[Start of GIVEN RECORDS]
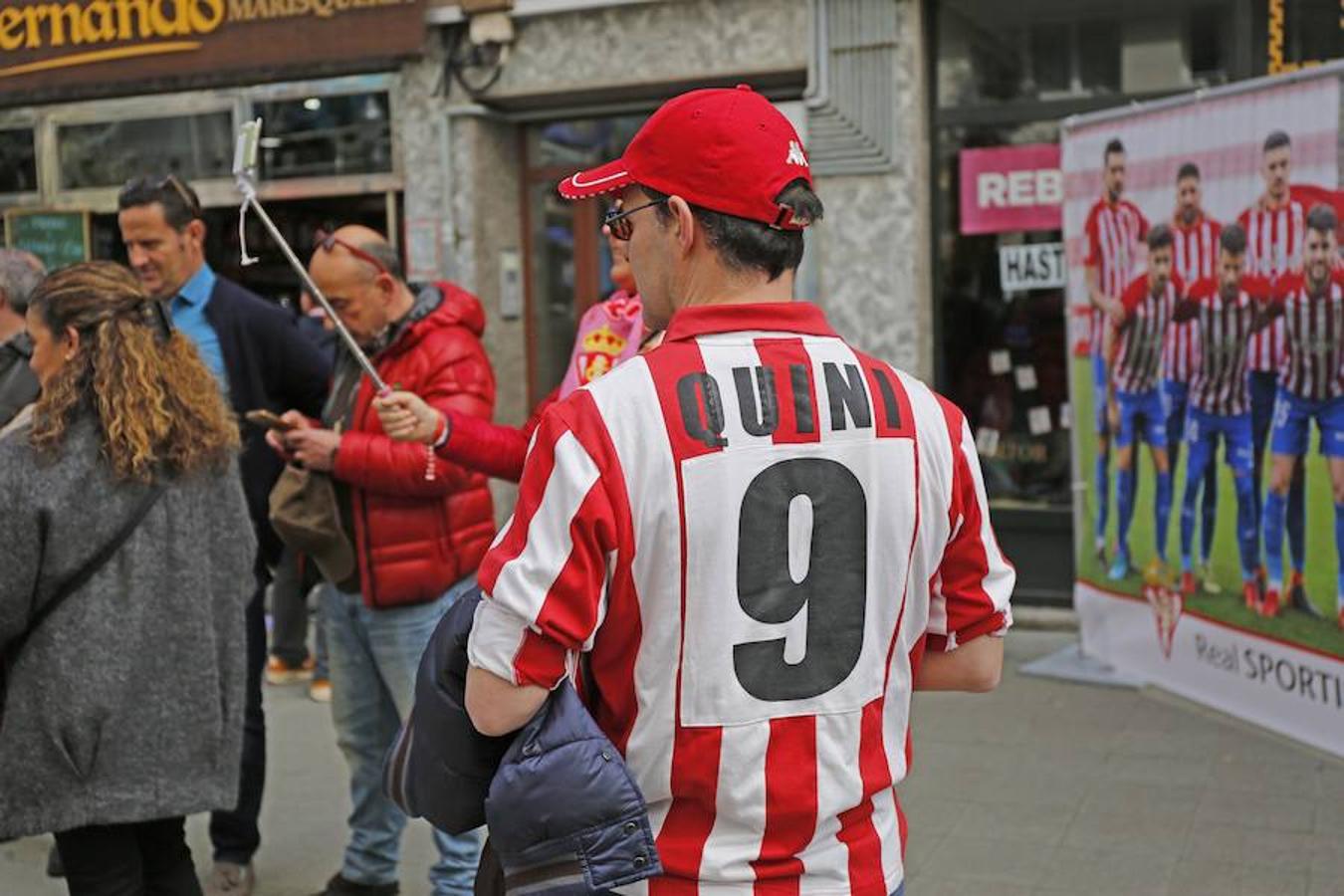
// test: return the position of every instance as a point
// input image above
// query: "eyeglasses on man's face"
(620, 220)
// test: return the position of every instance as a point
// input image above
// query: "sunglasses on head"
(327, 242)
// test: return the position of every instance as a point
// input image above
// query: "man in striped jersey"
(1140, 326)
(1112, 233)
(1224, 312)
(1274, 229)
(1310, 387)
(1195, 257)
(761, 538)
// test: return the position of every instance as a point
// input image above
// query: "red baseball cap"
(725, 149)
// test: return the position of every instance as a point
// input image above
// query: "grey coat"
(126, 704)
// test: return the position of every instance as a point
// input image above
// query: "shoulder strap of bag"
(91, 565)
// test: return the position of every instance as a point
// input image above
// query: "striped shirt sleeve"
(545, 577)
(975, 580)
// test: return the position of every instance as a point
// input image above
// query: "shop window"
(568, 260)
(1005, 352)
(326, 135)
(18, 161)
(108, 153)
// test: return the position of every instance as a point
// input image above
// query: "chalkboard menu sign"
(58, 238)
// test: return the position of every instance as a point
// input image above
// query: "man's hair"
(20, 273)
(1275, 140)
(179, 200)
(1232, 239)
(1321, 219)
(748, 245)
(1159, 237)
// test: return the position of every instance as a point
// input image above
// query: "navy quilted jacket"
(563, 813)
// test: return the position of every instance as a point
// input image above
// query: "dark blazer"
(271, 365)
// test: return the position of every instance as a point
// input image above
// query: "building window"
(108, 153)
(326, 135)
(568, 262)
(18, 161)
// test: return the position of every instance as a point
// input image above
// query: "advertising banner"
(1207, 384)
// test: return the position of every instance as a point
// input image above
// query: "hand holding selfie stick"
(245, 169)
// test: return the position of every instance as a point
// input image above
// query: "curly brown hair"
(158, 407)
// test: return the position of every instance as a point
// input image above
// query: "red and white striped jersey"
(1140, 338)
(1273, 247)
(1195, 257)
(1112, 235)
(755, 531)
(1313, 327)
(1218, 384)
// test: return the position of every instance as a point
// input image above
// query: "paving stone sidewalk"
(1041, 787)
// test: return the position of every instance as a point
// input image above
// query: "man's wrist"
(441, 433)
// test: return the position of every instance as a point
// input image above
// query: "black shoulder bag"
(72, 584)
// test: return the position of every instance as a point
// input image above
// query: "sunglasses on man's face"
(327, 242)
(620, 220)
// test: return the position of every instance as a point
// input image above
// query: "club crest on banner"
(1167, 604)
(598, 353)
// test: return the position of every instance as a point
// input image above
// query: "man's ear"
(683, 223)
(195, 231)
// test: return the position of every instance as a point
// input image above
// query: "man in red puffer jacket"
(419, 527)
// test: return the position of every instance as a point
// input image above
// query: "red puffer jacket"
(415, 535)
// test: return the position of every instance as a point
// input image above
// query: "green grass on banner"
(1293, 626)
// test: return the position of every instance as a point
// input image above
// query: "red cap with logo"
(723, 149)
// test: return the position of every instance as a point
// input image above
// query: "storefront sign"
(1031, 266)
(1010, 188)
(53, 43)
(58, 238)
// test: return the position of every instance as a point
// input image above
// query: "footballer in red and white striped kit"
(1274, 233)
(1310, 388)
(1194, 258)
(1140, 326)
(1112, 233)
(1225, 311)
(761, 538)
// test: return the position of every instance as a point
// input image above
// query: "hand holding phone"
(269, 419)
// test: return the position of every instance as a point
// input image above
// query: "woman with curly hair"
(126, 568)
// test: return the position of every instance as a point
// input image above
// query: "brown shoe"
(230, 879)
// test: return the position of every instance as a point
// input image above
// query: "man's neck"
(1317, 288)
(714, 287)
(191, 276)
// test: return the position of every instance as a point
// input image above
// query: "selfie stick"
(245, 168)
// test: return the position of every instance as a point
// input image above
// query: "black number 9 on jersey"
(833, 591)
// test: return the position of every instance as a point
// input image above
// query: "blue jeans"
(373, 656)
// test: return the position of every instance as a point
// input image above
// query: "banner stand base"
(1068, 664)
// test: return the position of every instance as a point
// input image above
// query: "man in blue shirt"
(260, 357)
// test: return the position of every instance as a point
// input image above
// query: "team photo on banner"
(1207, 384)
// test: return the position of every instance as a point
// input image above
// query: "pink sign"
(1007, 188)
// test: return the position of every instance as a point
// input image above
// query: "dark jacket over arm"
(271, 365)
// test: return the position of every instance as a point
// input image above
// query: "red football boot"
(1269, 607)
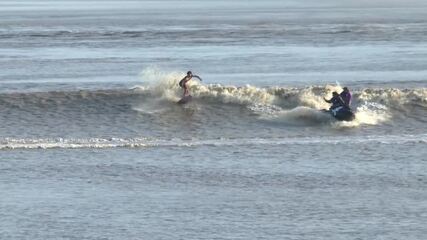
[End of GIVEN RECORDS]
WHAT NEEDS TO BE DONE >>
Extract every line of the entries above that contains the word "jersey" and copy those lines out.

RESULT OF THIS EXERCISE >>
// query: "man in striped jersey"
// query: "red and white striped jersey"
// query: "black number 9 on jersey"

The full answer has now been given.